Gather from the material every line that contains the string "chair".

##############################

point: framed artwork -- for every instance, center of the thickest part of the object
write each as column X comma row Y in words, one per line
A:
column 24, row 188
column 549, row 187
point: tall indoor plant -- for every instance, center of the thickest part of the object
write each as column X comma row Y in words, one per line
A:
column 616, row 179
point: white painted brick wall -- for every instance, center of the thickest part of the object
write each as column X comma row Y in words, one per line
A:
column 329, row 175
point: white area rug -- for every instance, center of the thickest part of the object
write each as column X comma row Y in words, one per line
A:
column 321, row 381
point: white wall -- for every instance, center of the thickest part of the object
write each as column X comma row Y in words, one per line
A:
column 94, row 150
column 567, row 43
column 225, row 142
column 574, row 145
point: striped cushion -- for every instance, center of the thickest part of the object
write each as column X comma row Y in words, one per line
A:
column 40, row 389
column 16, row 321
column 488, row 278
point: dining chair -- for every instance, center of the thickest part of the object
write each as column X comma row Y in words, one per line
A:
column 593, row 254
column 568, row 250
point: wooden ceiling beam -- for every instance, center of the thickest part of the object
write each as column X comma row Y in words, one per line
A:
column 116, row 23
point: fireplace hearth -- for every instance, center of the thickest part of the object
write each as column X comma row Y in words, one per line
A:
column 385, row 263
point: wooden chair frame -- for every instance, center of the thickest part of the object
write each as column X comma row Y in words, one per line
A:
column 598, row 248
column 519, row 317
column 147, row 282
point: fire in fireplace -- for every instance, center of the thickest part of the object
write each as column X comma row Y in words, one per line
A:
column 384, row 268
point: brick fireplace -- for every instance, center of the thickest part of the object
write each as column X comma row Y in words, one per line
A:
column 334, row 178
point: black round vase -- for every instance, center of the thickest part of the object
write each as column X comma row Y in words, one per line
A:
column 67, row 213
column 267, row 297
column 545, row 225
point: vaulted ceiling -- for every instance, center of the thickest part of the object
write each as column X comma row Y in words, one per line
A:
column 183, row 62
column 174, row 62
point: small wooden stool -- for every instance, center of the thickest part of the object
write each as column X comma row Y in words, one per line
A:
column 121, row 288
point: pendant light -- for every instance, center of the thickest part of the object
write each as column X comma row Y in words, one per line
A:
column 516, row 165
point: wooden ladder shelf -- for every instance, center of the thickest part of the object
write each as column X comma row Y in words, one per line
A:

##############################

FINISHED TASK
point: dining chair -- for every instance, center of the thickest part of the object
point: wooden chair frame -- for every instance, center of the thickest part of the object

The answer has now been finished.